TASK PROMPT:
Turn all the items below into a Markdown table with two columns, Row and Line. Put a row number in the first column and one line in the second, and skip any blank lines.

SUPPLIED MATERIAL:
▬▬▬▬▬▬
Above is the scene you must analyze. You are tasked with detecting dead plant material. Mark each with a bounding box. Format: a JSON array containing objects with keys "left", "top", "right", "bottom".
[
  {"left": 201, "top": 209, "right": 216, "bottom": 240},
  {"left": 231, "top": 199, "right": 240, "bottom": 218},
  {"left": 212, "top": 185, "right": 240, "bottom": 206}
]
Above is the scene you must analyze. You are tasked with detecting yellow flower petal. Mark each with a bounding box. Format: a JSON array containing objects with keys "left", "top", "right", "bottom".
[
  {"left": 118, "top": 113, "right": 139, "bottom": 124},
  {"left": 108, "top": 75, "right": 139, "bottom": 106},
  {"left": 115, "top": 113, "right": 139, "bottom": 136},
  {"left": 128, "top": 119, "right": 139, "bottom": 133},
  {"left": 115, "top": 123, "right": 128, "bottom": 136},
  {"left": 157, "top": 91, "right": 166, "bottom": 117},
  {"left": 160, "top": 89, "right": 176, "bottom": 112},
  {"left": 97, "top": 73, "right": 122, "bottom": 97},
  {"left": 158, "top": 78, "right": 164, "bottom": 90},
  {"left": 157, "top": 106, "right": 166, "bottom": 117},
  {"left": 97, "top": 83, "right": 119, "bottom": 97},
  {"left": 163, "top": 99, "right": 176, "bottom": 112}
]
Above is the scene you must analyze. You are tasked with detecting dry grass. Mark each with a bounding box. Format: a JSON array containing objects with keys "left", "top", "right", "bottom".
▬▬▬▬▬▬
WRITTEN REPLY:
| Row | Line |
|---|---|
| 1 | Above is the scene you must analyze. You are tasked with detecting dead plant material. Mark each with a bounding box. Format: a JSON array containing objects with keys "left", "top", "right", "bottom". |
| 2 | [ |
| 3 |   {"left": 201, "top": 209, "right": 216, "bottom": 240}, |
| 4 |   {"left": 231, "top": 199, "right": 240, "bottom": 218}, |
| 5 |   {"left": 212, "top": 185, "right": 240, "bottom": 206} |
| 6 | ] |
| 7 | Above is the scene you must analyze. You are tasked with detecting yellow flower petal. Mark each with a bounding box. Format: a JSON array containing objects with keys "left", "top", "right", "bottom". |
| 8 | [ |
| 9 |   {"left": 118, "top": 113, "right": 139, "bottom": 124}, |
| 10 |   {"left": 108, "top": 75, "right": 139, "bottom": 106}, |
| 11 |   {"left": 115, "top": 113, "right": 139, "bottom": 136}, |
| 12 |   {"left": 128, "top": 119, "right": 139, "bottom": 133}, |
| 13 |   {"left": 115, "top": 123, "right": 128, "bottom": 136}, |
| 14 |   {"left": 157, "top": 91, "right": 166, "bottom": 117}, |
| 15 |   {"left": 160, "top": 89, "right": 176, "bottom": 112}, |
| 16 |   {"left": 97, "top": 73, "right": 122, "bottom": 97}, |
| 17 |   {"left": 158, "top": 78, "right": 164, "bottom": 90}, |
| 18 |   {"left": 157, "top": 106, "right": 166, "bottom": 117}, |
| 19 |   {"left": 97, "top": 83, "right": 119, "bottom": 97}, |
| 20 |   {"left": 163, "top": 99, "right": 176, "bottom": 112} |
| 21 | ] |
| 22 | Above is the scene you must analyze. You are tasked with detecting dry grass. Mark each with a bounding box. Format: a JSON array containing objects with keys "left", "top", "right", "bottom". |